Segment Open

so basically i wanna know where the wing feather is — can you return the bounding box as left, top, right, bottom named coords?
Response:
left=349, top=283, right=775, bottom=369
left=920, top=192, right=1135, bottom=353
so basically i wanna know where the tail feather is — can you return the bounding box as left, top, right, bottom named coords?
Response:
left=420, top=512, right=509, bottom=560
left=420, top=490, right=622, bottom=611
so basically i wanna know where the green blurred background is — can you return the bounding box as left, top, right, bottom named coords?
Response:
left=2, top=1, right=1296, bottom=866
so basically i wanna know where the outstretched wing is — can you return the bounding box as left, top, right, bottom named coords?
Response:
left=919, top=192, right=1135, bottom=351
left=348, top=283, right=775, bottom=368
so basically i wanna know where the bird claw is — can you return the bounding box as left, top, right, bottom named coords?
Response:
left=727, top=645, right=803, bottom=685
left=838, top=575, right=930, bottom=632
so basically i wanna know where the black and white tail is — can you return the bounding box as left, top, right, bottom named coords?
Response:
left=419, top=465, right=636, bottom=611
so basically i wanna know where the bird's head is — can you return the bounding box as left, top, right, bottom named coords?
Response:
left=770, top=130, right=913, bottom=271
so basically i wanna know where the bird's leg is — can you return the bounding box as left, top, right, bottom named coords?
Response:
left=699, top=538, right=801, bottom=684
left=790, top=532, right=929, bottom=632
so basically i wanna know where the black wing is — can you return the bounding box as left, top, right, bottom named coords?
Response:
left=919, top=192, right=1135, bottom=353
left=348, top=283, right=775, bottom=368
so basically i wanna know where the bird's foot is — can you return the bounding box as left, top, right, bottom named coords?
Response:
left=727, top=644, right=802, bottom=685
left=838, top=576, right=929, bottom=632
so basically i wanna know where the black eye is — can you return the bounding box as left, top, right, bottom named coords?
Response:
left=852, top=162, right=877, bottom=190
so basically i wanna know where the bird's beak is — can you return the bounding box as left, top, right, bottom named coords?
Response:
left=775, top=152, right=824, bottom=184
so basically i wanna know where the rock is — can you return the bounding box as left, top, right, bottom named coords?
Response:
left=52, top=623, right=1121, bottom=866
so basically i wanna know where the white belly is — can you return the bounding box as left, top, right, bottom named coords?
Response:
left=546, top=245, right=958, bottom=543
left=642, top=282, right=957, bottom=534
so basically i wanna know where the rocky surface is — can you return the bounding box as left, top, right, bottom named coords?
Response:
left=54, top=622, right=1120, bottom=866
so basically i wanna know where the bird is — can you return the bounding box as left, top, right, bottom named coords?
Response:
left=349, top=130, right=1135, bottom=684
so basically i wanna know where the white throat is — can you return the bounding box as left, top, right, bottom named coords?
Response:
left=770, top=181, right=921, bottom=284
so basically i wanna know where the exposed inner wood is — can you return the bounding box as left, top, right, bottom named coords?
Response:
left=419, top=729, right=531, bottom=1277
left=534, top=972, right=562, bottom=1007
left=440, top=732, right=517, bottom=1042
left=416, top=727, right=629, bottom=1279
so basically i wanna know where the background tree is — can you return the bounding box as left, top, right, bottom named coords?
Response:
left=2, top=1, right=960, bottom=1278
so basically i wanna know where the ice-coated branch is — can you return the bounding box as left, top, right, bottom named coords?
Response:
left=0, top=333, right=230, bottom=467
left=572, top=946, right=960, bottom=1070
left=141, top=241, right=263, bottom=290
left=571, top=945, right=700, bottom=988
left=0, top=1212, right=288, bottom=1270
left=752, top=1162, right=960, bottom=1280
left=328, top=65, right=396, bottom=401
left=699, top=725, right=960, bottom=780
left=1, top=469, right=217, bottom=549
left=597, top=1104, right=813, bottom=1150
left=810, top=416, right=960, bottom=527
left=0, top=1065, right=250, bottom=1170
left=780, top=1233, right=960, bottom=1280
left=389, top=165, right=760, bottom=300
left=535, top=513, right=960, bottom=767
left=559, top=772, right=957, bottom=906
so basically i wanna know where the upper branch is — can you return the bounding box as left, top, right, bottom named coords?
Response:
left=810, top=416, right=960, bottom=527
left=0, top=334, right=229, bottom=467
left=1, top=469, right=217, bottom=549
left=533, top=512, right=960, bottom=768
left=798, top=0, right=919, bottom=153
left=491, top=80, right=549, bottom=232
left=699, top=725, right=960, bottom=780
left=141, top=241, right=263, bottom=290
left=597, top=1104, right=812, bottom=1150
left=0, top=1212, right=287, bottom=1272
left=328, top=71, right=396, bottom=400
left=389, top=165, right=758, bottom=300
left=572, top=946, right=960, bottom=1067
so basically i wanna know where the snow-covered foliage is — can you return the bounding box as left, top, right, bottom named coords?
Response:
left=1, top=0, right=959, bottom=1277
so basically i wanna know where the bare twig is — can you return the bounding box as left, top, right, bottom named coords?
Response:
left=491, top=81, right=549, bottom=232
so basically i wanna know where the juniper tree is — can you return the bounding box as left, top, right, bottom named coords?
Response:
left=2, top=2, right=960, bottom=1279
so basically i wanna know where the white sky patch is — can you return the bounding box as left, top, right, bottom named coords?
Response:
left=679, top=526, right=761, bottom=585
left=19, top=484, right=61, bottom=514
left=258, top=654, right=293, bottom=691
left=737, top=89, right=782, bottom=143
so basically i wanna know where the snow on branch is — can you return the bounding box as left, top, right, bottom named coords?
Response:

Segment Closed

Exercise objective:
Print all of the entries exactly as they appear.

Finished task:
so basically i wanna know where the wing feather is — can you return the bounding box as left, top, right, bottom named coords?
Response:
left=349, top=283, right=775, bottom=369
left=920, top=192, right=1135, bottom=353
so basically i wanna know where the tail feather is — can you return the bounding box as left, top, right, bottom named coords?
Response:
left=420, top=512, right=509, bottom=560
left=420, top=490, right=622, bottom=611
so basically i wanna know where the green blurred background is — can you return the bounding box as left, top, right, bottom named coords?
Response:
left=2, top=1, right=1296, bottom=866
so basically i wanna know where the outstretched wing is — can you return the bounding box as left, top, right, bottom named coords?
Response:
left=919, top=192, right=1135, bottom=351
left=348, top=283, right=775, bottom=368
so basically i wanna know where the bird claw is — can you return the bounding box as left, top, right, bottom named coords?
Response:
left=727, top=645, right=803, bottom=685
left=838, top=575, right=930, bottom=632
so basically i wanna know where the black and white tail is — can you return the bounding box as left, top, right, bottom named coords?
Response:
left=419, top=465, right=636, bottom=611
so basically i wanna know where the bird's head is — can you return the bounding box as left, top, right, bottom named coords?
Response:
left=770, top=130, right=913, bottom=271
so basically i wanna know where the bird's leg is — can you return the bounding box as left, top, right, bottom named coords?
Response:
left=699, top=538, right=801, bottom=684
left=790, top=532, right=929, bottom=632
so basically i wanna know where the black wing is — can you return the bounding box as left, top, right, bottom named coords?
Response:
left=919, top=192, right=1135, bottom=353
left=348, top=283, right=775, bottom=368
so basically i wanna know where the bird's foot is — can you return the bounding box as left, top, right, bottom named coords?
Response:
left=727, top=644, right=802, bottom=685
left=838, top=576, right=929, bottom=632
so basically i wanna know where the black eye is — can you return the bounding box as left, top, right, bottom named coords?
Response:
left=852, top=162, right=877, bottom=190
so basically i wanna know where the bird's beak is — can you return the bounding box as left, top, right, bottom named coords?
Response:
left=775, top=152, right=824, bottom=184
so basically i wanna know where the rock is — can you return the bounding box as left, top, right, bottom named coords?
Response:
left=52, top=623, right=1121, bottom=866
so basically i wanna know where the white belly is — can you return the bounding box as left, top, right, bottom named coords?
Response:
left=546, top=245, right=958, bottom=543
left=642, top=282, right=957, bottom=534
so basically i wanna know where the rocky surface is — can you return the bounding box as left, top, right, bottom named coords?
Response:
left=54, top=622, right=1120, bottom=866
so basically i wanna know where the bird is — can you return the bounding box as left, top, right, bottom named coords?
Response:
left=349, top=130, right=1135, bottom=684
so basically i wanna know where the white throat is — can you return the bounding box as left, top, right, bottom named coords?
Response:
left=770, top=181, right=921, bottom=284
so basically i wanna know where the exposed inner wood is — can you return the bounding box as left, top, right, bottom named coords?
Response:
left=419, top=729, right=531, bottom=1277
left=534, top=972, right=562, bottom=1007
left=440, top=732, right=517, bottom=1042
left=416, top=727, right=629, bottom=1279
so basically i wanna know where the background tree is — can you return the bounding box as left, top, right, bottom named coords?
Response:
left=2, top=1, right=960, bottom=1278
so basically i wanna know where the ice-coated branch is — can you return the bounding box as left, top, right, bottom named coords?
Response:
left=0, top=333, right=230, bottom=467
left=572, top=946, right=960, bottom=1070
left=141, top=241, right=263, bottom=290
left=571, top=945, right=700, bottom=988
left=0, top=1212, right=288, bottom=1270
left=752, top=1162, right=960, bottom=1280
left=328, top=65, right=396, bottom=401
left=699, top=725, right=960, bottom=780
left=1, top=469, right=217, bottom=549
left=597, top=1104, right=813, bottom=1150
left=810, top=416, right=960, bottom=527
left=0, top=1065, right=250, bottom=1170
left=780, top=1233, right=960, bottom=1280
left=389, top=165, right=760, bottom=300
left=535, top=513, right=960, bottom=767
left=559, top=772, right=957, bottom=906
so basically i wanna know where the upper branch is — can you return the bounding box as left, top, right, bottom named coords?
Response:
left=810, top=416, right=960, bottom=527
left=0, top=334, right=229, bottom=467
left=1, top=469, right=217, bottom=549
left=533, top=512, right=960, bottom=768
left=798, top=0, right=919, bottom=153
left=491, top=80, right=549, bottom=232
left=699, top=725, right=960, bottom=780
left=141, top=241, right=263, bottom=290
left=597, top=1104, right=812, bottom=1150
left=0, top=1212, right=287, bottom=1272
left=328, top=71, right=396, bottom=400
left=389, top=165, right=758, bottom=300
left=572, top=946, right=960, bottom=1067
so basically i wanna know where the snow-covered foliage is — can you return the bounding box as left, top, right, bottom named coords?
Response:
left=1, top=0, right=959, bottom=1277
so basically i wanna know where the bare twig is — can you return the bounding box as left, top, right, bottom named coords?
Response:
left=491, top=81, right=549, bottom=232
so basically i wanna know where the juniper tree is — can you return the bounding box as left, top, right, bottom named coords?
Response:
left=2, top=2, right=960, bottom=1279
so basically i wanna know where the white sky patch is — can you return the bounding box as left, top, right, bottom named coords?
Response:
left=679, top=526, right=761, bottom=585
left=19, top=484, right=61, bottom=514
left=258, top=654, right=293, bottom=691
left=737, top=89, right=782, bottom=143
so basically i wanna know where the snow on branch is — can you return the bounding box as left, top, right, bottom named coords?
Response:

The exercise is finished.